• [Extract]:
+ + + + +
Testament of Ieyasu (東照宮御遺訓, Tōshō-gū goikun), also known as Ieyasu precepts or Legacy of Ieyasu, was a formal statement made by Tokugawa Ieyasu.

==History==
Ieyasu was the head of the Tokugawa shogunate. His words were spoken and written down at the time of his abdication as shōgun. Witnesses included Honda Masazumi (1565–1637) and two Buddhist priests. The original historical document is in the archives of the Tōshō-gū shrine at Nikkō in Tochigi Prefecture.

This political statement provided guidance to his successors.

The "Testament of Ieyasu" is different from the "100 Articles" or "Legacy of Ieyasu", a much longer document discussing the practicalities of shogunate rule, at least partially drafted by his successors, which has been translated into English in 1874, 1919, & 1937.

===Translation===
A translation of Ieyasu's words is:
"Life is like walking along a long road shouldering a heavy load; there is no need to hurry.
One who treats difficulties as the normal state of affairs will never be discontented.
+ + + + +
• [Raw data]:
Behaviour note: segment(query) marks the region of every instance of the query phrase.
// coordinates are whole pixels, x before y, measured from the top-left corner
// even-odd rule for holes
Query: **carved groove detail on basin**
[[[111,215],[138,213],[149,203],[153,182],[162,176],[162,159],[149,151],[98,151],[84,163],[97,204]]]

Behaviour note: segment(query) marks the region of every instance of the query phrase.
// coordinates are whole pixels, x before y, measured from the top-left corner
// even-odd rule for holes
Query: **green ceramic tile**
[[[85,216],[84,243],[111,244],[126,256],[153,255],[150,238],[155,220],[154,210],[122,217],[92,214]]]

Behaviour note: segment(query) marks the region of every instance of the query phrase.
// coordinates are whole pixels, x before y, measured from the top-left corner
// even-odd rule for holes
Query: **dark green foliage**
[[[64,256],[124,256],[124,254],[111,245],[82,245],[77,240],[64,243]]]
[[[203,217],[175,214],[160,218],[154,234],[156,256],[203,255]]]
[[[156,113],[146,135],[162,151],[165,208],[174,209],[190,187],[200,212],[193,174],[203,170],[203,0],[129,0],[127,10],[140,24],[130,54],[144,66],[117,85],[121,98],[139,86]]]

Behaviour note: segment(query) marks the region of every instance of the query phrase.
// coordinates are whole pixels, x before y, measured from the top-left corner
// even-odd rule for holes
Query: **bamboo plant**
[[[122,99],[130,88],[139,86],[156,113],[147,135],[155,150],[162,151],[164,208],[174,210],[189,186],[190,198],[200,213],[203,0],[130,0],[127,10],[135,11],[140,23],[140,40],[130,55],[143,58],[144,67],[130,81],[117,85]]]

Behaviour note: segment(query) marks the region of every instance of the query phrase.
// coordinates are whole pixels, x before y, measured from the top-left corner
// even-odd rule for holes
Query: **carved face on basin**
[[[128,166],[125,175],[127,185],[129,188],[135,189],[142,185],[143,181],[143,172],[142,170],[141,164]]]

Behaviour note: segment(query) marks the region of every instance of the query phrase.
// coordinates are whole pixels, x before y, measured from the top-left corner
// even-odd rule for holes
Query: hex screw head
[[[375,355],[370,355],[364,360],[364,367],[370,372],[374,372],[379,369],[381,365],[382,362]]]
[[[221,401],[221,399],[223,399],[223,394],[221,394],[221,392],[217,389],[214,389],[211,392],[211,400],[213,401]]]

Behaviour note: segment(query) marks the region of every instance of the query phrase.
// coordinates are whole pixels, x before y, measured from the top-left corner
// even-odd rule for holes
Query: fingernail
+ + + + +
Continue the text on the Testament of Ieyasu from its last sentence. The material has nothing to do with the text on Ieyasu's testament.

Patience is the source of eternal peace; treat anger as an enemy.
Harm will befall one who knows only success and has never experienced failure.
Blame yourself rather than others.
It is better not to reach than to go too far." –Tokugawa Ieyasu, 1604.

An alternate translation is:
Life is like carrying a heavy burden:
It is best not to rush ahead too hastily.
He who accepts it as natural for life not to go exactly how he wants it to will not feel dissatisfied.
Rather than doing too much, it is best to leave things undone.
When managing others, give full reign to their good points and overlook their weak points. –Tokugawa Ieyasu, 1604.